Passage to read below:
In the fort, Gaines ordered his men to stand to. This produced rumblings from the troops forced to stand in their positions in heavy rain but would prove invaluable in the coming battle. He also ordered that the charges in all guns were to be drawn and replaced, ensuring the guns would not misfire through damp powder.

Ripley defended Snake Hill with the 21st and 23rd U.S. Infantry. The Hill was topped with a large gun emplacement containing six guns under the command of Captain Nathaniel Towson. The fort itself was defended by two companies of the 19th U.S. Infantry, and three guns under Captains Williams and Gookin. The wall between the fort and the Douglass Battery (which held one gun) was manned by the 9th U.S. Infantry, a company of volunteers from the New York and Pennsylvania state militias, the dismounted New York Volunteer Dragoons, and another gun.

The long wall between the fort and the Snake Hill, which was not attacked, was defended by Brigadier General Peter B. Porter with detachments of the 1st and 4th U.S. Rifle Regiments, the 5th Pennsylvania Volunteers, Swift's Regiment of Detached New York Militia, and five guns. Finally, two companies of the 11th and 22nd U.S. Infantry and a detachment of the U.S. Light Dragoons were in reserve.

===Fischer's attack===
Fischer's column consisted of the light companies of the 2/89th Foot and the 100th Foot, the remnants of the 1st Battalion, 8th (King's) Foot, which had suffered heavy casualties in earlier engagements, and volunteers from Fischer's own regiment, the Regiment de Watteville. De Watteville's nominally Swiss regiment was made up of men from all over Europe, many of them former prisoners of war or deserters from the armies of Napoleon Bonaparte, and the British commanders suspected their loyalty. On the approach march, the roll was called every hour to prevent desertion. Except for a few steady men, the entire column was ordered to remove their firearms' flints and take the enemy battery on the hill with the bayonet.
End of Passage to read.
Material shown below:
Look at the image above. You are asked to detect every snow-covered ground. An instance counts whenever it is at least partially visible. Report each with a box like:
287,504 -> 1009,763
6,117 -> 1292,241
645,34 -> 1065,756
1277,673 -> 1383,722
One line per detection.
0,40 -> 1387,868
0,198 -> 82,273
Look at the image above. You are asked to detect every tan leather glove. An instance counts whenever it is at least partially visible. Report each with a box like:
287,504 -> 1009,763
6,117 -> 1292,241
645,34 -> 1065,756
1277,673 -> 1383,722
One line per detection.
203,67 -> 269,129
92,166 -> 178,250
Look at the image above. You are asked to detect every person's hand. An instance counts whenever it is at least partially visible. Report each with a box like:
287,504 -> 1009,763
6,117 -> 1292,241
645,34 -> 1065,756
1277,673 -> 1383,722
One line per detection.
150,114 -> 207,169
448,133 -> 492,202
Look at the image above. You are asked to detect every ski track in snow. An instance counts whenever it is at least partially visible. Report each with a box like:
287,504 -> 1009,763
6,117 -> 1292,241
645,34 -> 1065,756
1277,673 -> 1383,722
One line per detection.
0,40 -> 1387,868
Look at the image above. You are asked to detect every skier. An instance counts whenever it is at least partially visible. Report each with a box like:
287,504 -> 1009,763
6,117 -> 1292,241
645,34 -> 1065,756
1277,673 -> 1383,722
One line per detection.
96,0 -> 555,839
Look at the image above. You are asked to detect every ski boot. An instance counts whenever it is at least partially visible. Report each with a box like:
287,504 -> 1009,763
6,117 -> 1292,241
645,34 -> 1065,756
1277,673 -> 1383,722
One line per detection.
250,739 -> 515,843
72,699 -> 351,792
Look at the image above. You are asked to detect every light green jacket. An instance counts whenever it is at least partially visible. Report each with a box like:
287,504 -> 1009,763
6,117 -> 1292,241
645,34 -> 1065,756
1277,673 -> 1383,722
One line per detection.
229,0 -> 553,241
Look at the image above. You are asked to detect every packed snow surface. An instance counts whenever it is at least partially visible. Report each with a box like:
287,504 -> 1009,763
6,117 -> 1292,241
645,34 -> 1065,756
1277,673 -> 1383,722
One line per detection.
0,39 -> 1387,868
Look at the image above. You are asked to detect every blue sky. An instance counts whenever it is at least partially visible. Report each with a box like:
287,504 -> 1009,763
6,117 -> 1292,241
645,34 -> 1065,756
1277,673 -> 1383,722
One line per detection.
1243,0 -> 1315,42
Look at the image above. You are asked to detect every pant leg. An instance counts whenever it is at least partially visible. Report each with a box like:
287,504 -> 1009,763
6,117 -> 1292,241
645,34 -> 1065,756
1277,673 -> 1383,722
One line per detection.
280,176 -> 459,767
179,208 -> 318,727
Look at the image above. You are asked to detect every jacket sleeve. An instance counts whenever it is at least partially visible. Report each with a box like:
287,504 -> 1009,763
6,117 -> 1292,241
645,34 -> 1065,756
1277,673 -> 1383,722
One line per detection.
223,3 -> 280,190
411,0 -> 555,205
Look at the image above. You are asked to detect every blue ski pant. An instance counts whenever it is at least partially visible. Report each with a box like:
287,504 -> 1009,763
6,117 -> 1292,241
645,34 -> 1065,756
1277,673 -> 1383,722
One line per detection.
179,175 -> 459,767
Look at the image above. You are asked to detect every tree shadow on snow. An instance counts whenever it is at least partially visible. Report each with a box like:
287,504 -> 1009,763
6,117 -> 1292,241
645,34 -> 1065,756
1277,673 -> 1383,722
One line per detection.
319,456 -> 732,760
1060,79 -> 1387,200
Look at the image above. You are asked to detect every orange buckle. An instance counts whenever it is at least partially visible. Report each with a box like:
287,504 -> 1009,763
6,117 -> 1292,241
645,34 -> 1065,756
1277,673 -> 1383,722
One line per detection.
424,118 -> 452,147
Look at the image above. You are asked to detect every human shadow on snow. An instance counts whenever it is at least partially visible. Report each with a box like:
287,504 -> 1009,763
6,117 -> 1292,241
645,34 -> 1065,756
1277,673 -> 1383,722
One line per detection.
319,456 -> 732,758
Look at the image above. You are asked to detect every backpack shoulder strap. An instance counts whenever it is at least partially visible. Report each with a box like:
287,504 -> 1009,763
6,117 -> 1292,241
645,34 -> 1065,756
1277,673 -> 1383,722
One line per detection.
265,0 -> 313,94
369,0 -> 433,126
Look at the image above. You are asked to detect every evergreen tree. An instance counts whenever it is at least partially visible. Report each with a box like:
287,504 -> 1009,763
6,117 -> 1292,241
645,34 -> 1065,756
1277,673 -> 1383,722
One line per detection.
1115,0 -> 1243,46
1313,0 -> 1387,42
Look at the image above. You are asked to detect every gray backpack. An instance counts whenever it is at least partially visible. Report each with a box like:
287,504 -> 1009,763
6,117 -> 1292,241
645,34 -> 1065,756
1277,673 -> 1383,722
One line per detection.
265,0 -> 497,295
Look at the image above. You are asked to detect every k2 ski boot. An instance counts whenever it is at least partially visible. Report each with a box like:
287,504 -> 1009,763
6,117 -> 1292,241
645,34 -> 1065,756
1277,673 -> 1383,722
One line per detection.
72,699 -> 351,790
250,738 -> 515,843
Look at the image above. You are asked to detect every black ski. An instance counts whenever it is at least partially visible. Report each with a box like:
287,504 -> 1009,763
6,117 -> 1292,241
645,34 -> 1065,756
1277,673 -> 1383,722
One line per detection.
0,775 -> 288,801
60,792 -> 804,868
End of Material shown.
■ **Instructions**:
1. Decide whether each statement below agrees with the passage about the fort's defenders, and for each one give yes or no along with the words from the passage that settle it. (a) Captain Nathaniel Towson commanded the six guns on Snake Hill. (b) The long wall between the fort and Snake Hill came under attack. (c) During the approach march, the roll was called every hour.
2. Duplicate the section of the passage about the fort's defenders that begins at the words "In the fort, Gaines" and stops after the words "through damp powder.".
3. Translate this sentence from the passage about the fort's defenders into Spanish: "On the approach march, the roll was called every hour to prevent desertion."

■ **Numbered answers**:
1.
(a) Yes: "The Hill was topped with a large gun emplacement containing six guns under the command of Captain Nathaniel Towson."
(b) No: "The long wall between the fort and the Snake Hill, which was not attacked"
(c) Yes: "On the approach march, the roll was called every hour to prevent desertion."

2.
In the fort, Gaines ordered his men to stand to. This produced rumblings from the troops forced to stand in their positions in heavy rain but would prove invaluable in the coming battle. He also ordered that the charges in all guns were to be drawn and replaced, ensuring the guns would not misfire through damp powder.

3. Durante la marcha de aproximación, se pasaba lista cada hora para evitar deserciones.